● **What the exercise asks**
The whole listing should come back exactly as written, except for the pictures.
[Supplied data — start]
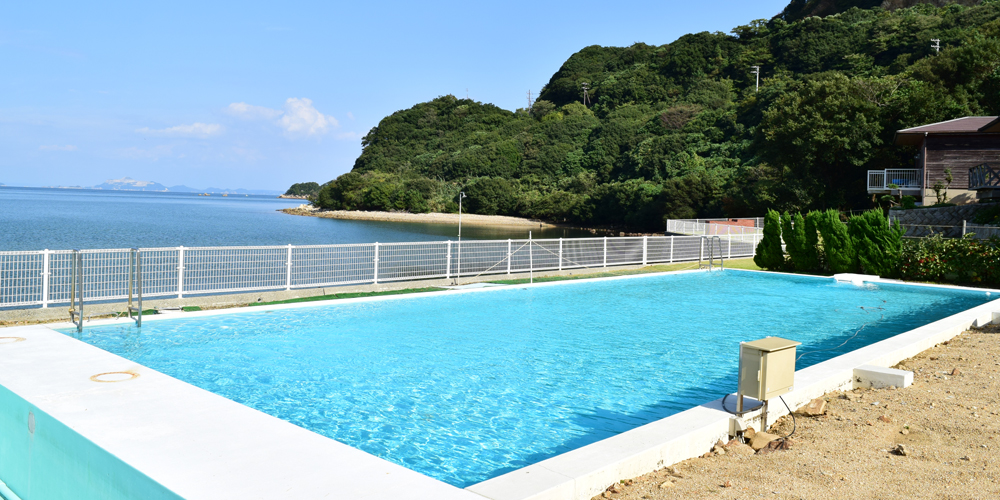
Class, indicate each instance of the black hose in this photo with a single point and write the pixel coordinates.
(733, 412)
(794, 425)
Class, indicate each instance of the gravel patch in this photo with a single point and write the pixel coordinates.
(935, 439)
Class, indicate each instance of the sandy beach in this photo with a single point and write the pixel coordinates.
(947, 422)
(433, 218)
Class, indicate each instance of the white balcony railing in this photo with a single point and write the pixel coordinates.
(894, 178)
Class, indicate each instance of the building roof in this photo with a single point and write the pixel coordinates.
(965, 125)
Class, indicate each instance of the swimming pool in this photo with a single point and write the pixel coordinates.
(466, 386)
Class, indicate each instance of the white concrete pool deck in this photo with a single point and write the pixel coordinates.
(200, 445)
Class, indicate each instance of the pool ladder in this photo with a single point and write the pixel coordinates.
(135, 284)
(713, 242)
(134, 279)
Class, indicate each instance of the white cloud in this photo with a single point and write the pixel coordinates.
(154, 153)
(350, 136)
(301, 118)
(251, 112)
(298, 118)
(195, 129)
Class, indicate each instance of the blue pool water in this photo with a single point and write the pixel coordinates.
(464, 387)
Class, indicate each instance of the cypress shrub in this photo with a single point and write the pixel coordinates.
(768, 254)
(837, 244)
(878, 244)
(810, 242)
(794, 237)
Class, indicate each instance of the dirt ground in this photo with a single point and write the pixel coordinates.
(948, 421)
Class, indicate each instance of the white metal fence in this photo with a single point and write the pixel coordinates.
(901, 178)
(716, 227)
(32, 278)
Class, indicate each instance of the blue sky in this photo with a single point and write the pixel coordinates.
(261, 95)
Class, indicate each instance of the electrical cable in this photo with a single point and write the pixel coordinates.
(761, 405)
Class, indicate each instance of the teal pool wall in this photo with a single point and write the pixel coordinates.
(56, 463)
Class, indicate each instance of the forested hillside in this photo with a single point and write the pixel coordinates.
(679, 130)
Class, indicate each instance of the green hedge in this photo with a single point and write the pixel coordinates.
(964, 260)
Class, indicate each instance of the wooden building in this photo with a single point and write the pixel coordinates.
(959, 145)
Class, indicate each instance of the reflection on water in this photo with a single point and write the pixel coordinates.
(59, 219)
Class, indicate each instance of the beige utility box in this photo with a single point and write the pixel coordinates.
(767, 367)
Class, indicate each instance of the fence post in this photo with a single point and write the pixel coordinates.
(288, 269)
(180, 272)
(375, 263)
(509, 256)
(605, 251)
(45, 278)
(560, 254)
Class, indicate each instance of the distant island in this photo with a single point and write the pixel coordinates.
(130, 184)
(302, 191)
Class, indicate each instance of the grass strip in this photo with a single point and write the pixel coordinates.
(337, 296)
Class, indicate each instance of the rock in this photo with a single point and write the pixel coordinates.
(778, 444)
(761, 439)
(740, 450)
(815, 408)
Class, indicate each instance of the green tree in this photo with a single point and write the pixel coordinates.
(769, 254)
(809, 259)
(837, 245)
(303, 189)
(878, 243)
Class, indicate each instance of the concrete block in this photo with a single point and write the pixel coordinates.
(878, 377)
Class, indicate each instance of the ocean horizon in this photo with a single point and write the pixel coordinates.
(63, 219)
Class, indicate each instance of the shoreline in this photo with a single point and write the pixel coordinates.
(428, 218)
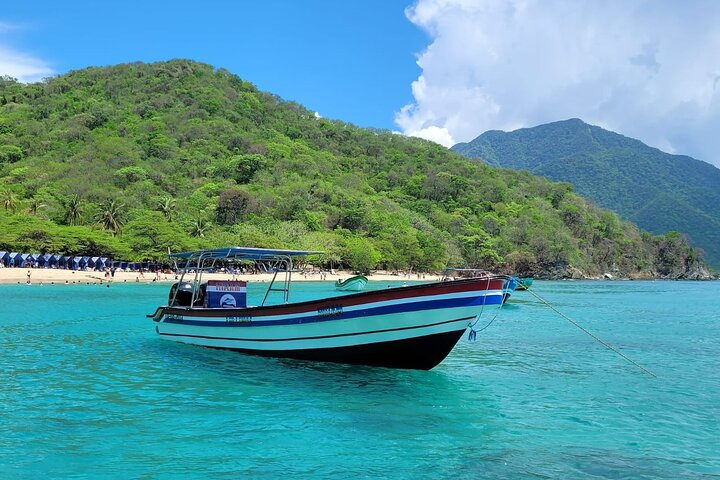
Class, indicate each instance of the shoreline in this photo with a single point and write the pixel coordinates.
(59, 276)
(44, 276)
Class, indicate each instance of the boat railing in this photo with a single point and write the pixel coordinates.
(279, 262)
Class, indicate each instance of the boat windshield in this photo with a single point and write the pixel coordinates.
(226, 259)
(460, 273)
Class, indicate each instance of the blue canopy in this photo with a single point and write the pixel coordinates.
(244, 253)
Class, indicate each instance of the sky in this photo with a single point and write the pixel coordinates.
(445, 70)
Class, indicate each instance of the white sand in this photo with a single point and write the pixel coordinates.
(59, 276)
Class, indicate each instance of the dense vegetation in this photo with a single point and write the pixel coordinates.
(129, 160)
(657, 191)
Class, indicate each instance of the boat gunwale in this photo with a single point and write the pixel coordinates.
(353, 299)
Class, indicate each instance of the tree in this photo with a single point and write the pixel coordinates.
(35, 205)
(73, 210)
(9, 201)
(232, 205)
(111, 216)
(167, 207)
(198, 228)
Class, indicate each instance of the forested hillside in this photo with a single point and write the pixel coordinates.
(129, 160)
(657, 191)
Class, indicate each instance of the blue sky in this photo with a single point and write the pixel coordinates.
(353, 61)
(445, 70)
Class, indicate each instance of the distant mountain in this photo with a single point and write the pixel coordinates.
(657, 191)
(129, 160)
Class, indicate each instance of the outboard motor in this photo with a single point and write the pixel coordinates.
(183, 298)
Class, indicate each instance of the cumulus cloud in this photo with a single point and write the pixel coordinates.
(16, 64)
(645, 68)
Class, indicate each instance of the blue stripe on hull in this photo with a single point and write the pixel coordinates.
(370, 312)
(317, 337)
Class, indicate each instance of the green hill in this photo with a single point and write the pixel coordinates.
(132, 159)
(657, 191)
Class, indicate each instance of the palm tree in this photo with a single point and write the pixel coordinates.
(111, 216)
(35, 205)
(167, 207)
(9, 200)
(73, 210)
(198, 229)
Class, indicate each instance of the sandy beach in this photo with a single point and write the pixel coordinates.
(60, 276)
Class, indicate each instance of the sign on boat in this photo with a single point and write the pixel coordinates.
(413, 327)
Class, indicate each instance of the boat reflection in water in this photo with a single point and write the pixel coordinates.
(412, 327)
(352, 284)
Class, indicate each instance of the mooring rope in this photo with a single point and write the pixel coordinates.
(472, 336)
(599, 340)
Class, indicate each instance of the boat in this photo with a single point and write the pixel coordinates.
(524, 283)
(352, 284)
(412, 327)
(456, 273)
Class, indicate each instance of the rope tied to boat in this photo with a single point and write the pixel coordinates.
(472, 335)
(592, 335)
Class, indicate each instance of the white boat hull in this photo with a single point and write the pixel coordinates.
(409, 327)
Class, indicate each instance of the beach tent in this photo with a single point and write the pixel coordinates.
(65, 261)
(42, 260)
(18, 259)
(54, 261)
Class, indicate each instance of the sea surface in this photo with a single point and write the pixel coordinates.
(88, 390)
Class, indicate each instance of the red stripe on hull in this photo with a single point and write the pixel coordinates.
(399, 293)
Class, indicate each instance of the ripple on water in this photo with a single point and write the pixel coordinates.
(89, 389)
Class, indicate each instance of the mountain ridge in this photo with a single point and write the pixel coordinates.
(130, 160)
(618, 172)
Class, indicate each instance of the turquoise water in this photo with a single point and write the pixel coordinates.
(87, 390)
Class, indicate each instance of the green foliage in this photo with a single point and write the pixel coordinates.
(138, 158)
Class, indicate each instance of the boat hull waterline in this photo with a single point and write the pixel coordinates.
(412, 327)
(352, 284)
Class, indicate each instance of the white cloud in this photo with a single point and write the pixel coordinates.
(16, 64)
(648, 69)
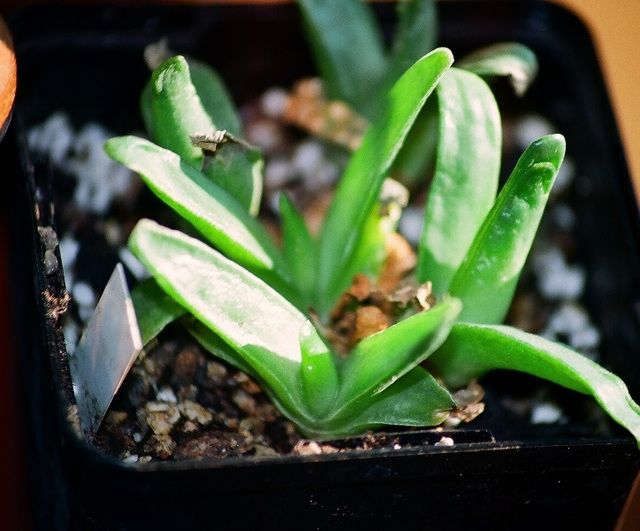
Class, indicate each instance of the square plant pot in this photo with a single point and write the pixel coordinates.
(501, 473)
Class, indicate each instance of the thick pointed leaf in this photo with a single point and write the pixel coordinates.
(347, 44)
(217, 215)
(177, 110)
(511, 59)
(154, 309)
(487, 278)
(298, 247)
(416, 35)
(416, 158)
(215, 97)
(187, 98)
(416, 399)
(359, 188)
(214, 344)
(256, 321)
(381, 359)
(319, 371)
(465, 183)
(240, 171)
(472, 350)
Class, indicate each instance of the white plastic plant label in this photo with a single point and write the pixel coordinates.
(105, 353)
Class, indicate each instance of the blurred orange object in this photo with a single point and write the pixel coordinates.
(7, 76)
[Supplied data — finish]
● **Finished task**
Class, indicate each instance of the black hose in this photo with a single point and write the pixel coordinates.
(733, 412)
(794, 425)
Class, indicate each instance of the gravel patch in this photo with a single point and write the pixel coordinates.
(935, 439)
Class, indicate each instance of the sandy beach in this photo with a single point and write the pixel coordinates.
(947, 422)
(433, 218)
Class, indicate each instance of the white balcony railing in this photo with a single point and write the pixel coordinates.
(894, 178)
Class, indicate each instance of the building roof in this photo with a single point and write the pixel coordinates.
(965, 125)
Class, indicate each instance of the swimming pool in this photo with a single point and write the pixel coordinates.
(466, 386)
Class, indicate each instance of the white concrete pool deck in this photo with a single point and write the pixel coordinates.
(200, 445)
Class, indicate each instance of the pool ladder in this photo with a single point and write the pixel coordinates.
(135, 284)
(713, 242)
(134, 279)
Class, indicate each instance of the white cloud in this photo with a single point and write the pixel coordinates.
(154, 153)
(350, 136)
(301, 118)
(251, 112)
(298, 118)
(195, 129)
Class, indicate each instance of the blue pool water in this photo with a single point and write the pixel coordinates.
(464, 387)
Class, indicate each instance of the cypress shrub in this photo with a single point and write the pixel coordinates.
(768, 254)
(837, 244)
(878, 244)
(810, 242)
(794, 237)
Class, indicate each instance of the dirt ground in this photo with a single point and write the pixel coordinates.
(948, 421)
Class, indicate each instance of the white metal fence in this photo with a single point and write the pixel coordinates.
(901, 178)
(716, 227)
(32, 278)
Class, indicate each instance of the blue sky in this photo with a single point and write the pixel coordinates.
(261, 95)
Class, indicate each instance of the electrical cable in this photo with a single point and write the pixel coordinates.
(761, 405)
Class, indicate each instance of the teal pool wall in this photo with a single point and write the pixel coordinates.
(56, 463)
Class, indicate each instance of the forested hillside in this photo with a single point and write the pixel coordinates.
(679, 130)
Class, indicate each instance of the green hedge in this photo with a single point and write the pixel coordinates.
(964, 260)
Class, indicate each instance of the wooden building in this photo with a single point and write the pixel coordinates.
(959, 145)
Class, indicate each instance of the reflection on water in this photo with a single point and write the pixel coordinates.
(59, 219)
Class, indicate each instance of the beige utility box in this photo with a single point and write the pixel coordinates.
(767, 367)
Class, indicate each instance of the fence post in this photo with a single point and write the pixel coordinates.
(288, 269)
(180, 272)
(375, 263)
(509, 256)
(605, 251)
(45, 278)
(560, 254)
Class, indicate each instance of the distant island in this photo with a single point and write the pixel coordinates.
(130, 184)
(302, 191)
Class, indicate each instance of the grass strip in this photo with a single point and write the pixel coordinates.
(337, 296)
Class, indicate each instance of the rock in this photo with a single point and write the pixel coordinates.
(778, 444)
(761, 439)
(740, 450)
(815, 408)
Class, indicate each instance of the green tree in this photo with a single point and write the pixel coordinates.
(769, 254)
(809, 259)
(837, 245)
(303, 189)
(878, 243)
Class, indicate each instance of the concrete block in this photo with a single point and write the pixel coordinates.
(878, 377)
Class, indicate each instance of the ocean horizon in this photo with a single point and write the pixel coordinates.
(63, 219)
Class, indicate each instance of the shoreline in this photo with a single point and write the pixel coordinates.
(428, 218)
Class, indicate each instance of the shoreline in this photo with a single point and write the pixel coordinates.
(59, 276)
(44, 276)
Class, indicate each instance of the boat railing in this photo with a single point and write the pixel coordinates.
(279, 262)
Class, indicate each instance of the boat windshield in this photo with a single point and write the pixel coordinates.
(226, 259)
(460, 273)
Class, indicate each instance of the blue canopy in this photo with a single point and write the pixel coordinates.
(244, 253)
Class, indicate each instance of the sky in this photo with a single point and write the pixel coordinates.
(445, 70)
Class, indicate each instance of the white sand in this photo with a single point and write the pixel coordinates.
(59, 276)
Class, indicate each instance of the dense vegetation in this photo with a single point and write the pixel coordinates.
(129, 160)
(657, 191)
Class, indicate each instance of the boat gunwale in this photo with a single point and write the pixel coordinates.
(353, 299)
Class, indicate each instance of the tree in this photo with a single point and write the pixel coordinates.
(35, 205)
(73, 210)
(9, 201)
(232, 205)
(111, 216)
(167, 207)
(198, 228)
Class, indicate each instance of the forested hillside in this photo with a single point and write the pixel coordinates.
(129, 160)
(657, 191)
Class, indicate each instance of the blue sky in this photo with a single point and write the pixel coordinates.
(353, 61)
(445, 70)
Class, indicate each instance of the distant mountain in this photo with a single point and write the pixel coordinates.
(657, 191)
(129, 160)
Class, indicate each instance of the outboard motor in this photo with a single point and write the pixel coordinates.
(183, 298)
Class, indicate each instance of the cumulus cloud in this photo with a single point and write the pixel coordinates.
(16, 64)
(645, 68)
Class, indicate each instance of the blue stripe on hull in this photo with a single point and write the pixel coordinates.
(370, 312)
(317, 337)
Class, indicate each instance of the green hill in this photo with a single point and write the pixel coordinates.
(132, 159)
(657, 191)
Class, indicate each instance of the palm tree in this photo with a single point and write the pixel coordinates.
(111, 216)
(35, 205)
(167, 207)
(9, 200)
(73, 210)
(198, 229)
Class, indicate each instance of the sandy beach in this photo with a single point and write the pixel coordinates.
(60, 276)
Class, indicate each instance of the sign on boat in this photo with a single point and write the pixel coordinates.
(413, 327)
Class, indicate each instance of the boat reflection in water in this photo with a single point and write the pixel coordinates.
(412, 327)
(352, 284)
Class, indicate each instance of the mooring rope in this photo with a single point and write the pixel coordinates.
(472, 336)
(599, 340)
Class, indicate each instance of the boat in this photo with a single point and write the pixel coordinates.
(524, 283)
(352, 284)
(412, 327)
(456, 273)
Class, indicate each instance of the rope tied to boat in this photo with a single point and write the pixel coordinates.
(472, 335)
(592, 335)
Class, indicate each instance of the white boat hull in this photo with a single point and write the pixel coordinates.
(409, 327)
Class, indicate each instance of the beach tent in this photo with a single point and write the pixel coordinates.
(65, 261)
(42, 260)
(18, 259)
(54, 261)
Class, indicate each instance of the sea surface in this photo with a single point and write the pixel coordinates.
(88, 390)
Class, indicate each instance of the red stripe on hull in this photo with a single point and write the pixel coordinates.
(399, 293)
Class, indicate each instance of the ripple on water in this photo with a single point and write the pixel coordinates.
(89, 389)
Class, indicate each instance of the mountain ridge in this photo with a single point and write the pixel coordinates.
(130, 160)
(618, 172)
Class, indicate each instance of the turquoise water in this photo with a single point and write the pixel coordinates.
(87, 390)
Class, indicate each instance of the green foliage in this photo with a single point and write the pixel coordinates.
(138, 158)
Class, indicate each instance of the boat hull waterline in this photo with a single point and write the pixel coordinates.
(412, 327)
(352, 284)
Class, indicate each instance of the white cloud in this photo with a single point and write the pixel coordinates.
(16, 64)
(648, 69)
Class, indicate each instance of the square plant pot in this photo with a single point and write the pixel coordinates.
(501, 473)
Class, indicate each instance of the thick pointed leaf in this photo with a single point and write the pixel coordinates.
(347, 44)
(217, 215)
(177, 110)
(511, 59)
(154, 309)
(487, 278)
(298, 247)
(416, 35)
(416, 158)
(215, 97)
(187, 98)
(416, 399)
(359, 188)
(214, 344)
(256, 321)
(381, 359)
(319, 371)
(465, 183)
(240, 171)
(472, 350)
Class, indicate each instance of the white plastic plant label in this photo with a single point and write the pixel coordinates.
(105, 353)
Class, indicate each instance of the blurred orange object in this photo with a single point and write the pixel coordinates.
(7, 76)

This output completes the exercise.